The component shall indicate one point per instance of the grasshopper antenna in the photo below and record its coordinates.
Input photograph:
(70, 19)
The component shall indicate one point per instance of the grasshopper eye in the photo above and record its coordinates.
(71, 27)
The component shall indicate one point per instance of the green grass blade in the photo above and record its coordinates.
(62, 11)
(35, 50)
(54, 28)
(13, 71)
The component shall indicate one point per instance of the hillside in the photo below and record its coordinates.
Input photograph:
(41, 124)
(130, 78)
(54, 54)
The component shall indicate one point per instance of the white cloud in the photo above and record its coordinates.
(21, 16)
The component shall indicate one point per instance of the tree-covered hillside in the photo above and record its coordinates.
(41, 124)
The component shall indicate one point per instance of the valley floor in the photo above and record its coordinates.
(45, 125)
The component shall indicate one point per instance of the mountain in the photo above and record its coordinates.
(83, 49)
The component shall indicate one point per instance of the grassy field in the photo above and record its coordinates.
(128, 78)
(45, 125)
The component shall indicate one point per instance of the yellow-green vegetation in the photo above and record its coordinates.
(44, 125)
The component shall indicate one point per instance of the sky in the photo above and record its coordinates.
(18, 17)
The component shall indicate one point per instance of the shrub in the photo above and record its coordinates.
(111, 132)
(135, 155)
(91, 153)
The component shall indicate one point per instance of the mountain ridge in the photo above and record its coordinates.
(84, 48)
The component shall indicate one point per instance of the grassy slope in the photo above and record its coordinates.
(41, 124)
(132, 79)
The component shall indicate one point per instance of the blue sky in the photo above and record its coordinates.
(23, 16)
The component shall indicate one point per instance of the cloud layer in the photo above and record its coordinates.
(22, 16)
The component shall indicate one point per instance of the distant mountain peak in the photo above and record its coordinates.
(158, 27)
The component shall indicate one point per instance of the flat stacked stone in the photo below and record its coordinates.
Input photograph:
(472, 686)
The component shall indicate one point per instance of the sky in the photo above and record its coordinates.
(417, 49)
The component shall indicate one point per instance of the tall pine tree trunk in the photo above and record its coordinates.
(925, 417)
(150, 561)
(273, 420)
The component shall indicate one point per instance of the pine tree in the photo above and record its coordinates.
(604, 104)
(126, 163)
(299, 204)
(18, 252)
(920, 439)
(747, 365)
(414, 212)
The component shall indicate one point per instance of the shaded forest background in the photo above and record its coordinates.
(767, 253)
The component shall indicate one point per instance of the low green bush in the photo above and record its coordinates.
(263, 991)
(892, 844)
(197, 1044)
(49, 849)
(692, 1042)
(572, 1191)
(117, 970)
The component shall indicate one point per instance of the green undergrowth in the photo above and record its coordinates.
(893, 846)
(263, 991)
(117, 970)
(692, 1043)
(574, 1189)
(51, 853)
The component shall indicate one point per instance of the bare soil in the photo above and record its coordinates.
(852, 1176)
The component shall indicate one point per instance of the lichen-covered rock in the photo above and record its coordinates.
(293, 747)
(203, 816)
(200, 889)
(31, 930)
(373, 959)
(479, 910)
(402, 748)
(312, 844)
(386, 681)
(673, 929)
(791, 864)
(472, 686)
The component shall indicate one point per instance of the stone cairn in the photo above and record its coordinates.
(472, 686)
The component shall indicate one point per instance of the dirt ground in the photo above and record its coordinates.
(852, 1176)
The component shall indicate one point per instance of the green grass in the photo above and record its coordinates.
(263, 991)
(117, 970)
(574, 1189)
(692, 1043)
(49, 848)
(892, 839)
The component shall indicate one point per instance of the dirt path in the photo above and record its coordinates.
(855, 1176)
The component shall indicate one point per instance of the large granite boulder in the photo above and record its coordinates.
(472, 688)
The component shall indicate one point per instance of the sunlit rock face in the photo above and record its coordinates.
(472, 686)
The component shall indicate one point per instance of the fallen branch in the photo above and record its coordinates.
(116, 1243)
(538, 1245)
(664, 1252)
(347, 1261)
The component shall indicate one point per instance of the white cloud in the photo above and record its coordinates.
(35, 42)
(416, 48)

▶ _What is asked_: Put the items from the line containing "the dirt ground" through the end of the items, inclusive, into a two-column CSV with the headers label_text and coordinates. Give one row per item, with its text and its answer each in a single quoted field and line breaks replaced by spaces.

▶ _Exercise answer_:
label_text,coordinates
"The component shall indicate one point per instance of the dirt ground in the photo above and record its coordinates.","(852, 1176)"
"The component shall indicate one point per instance of the green grass in the photo above and record its coordinates.","(263, 991) (117, 970) (574, 1189) (692, 1043) (49, 848) (892, 839)"
"The component shall indicate one point per instance of the dirt path in the photo above and record its coordinates.","(855, 1176)"
"The component shall indicate one point per instance of the large granite boulder in the photo above and record its coordinates.","(472, 688)"
"The component shall indicate one point per instance of the sunlit rock face in the photo above and record its coordinates.","(472, 686)"
"The component shall indicate one point per instance of the fallen branch in the photo above and record its coordinates.","(116, 1243) (538, 1245) (664, 1252) (347, 1261)"
"The component shall indicate one point per instance of the white cloud in the photo above and record its coordinates.","(35, 42) (416, 48)"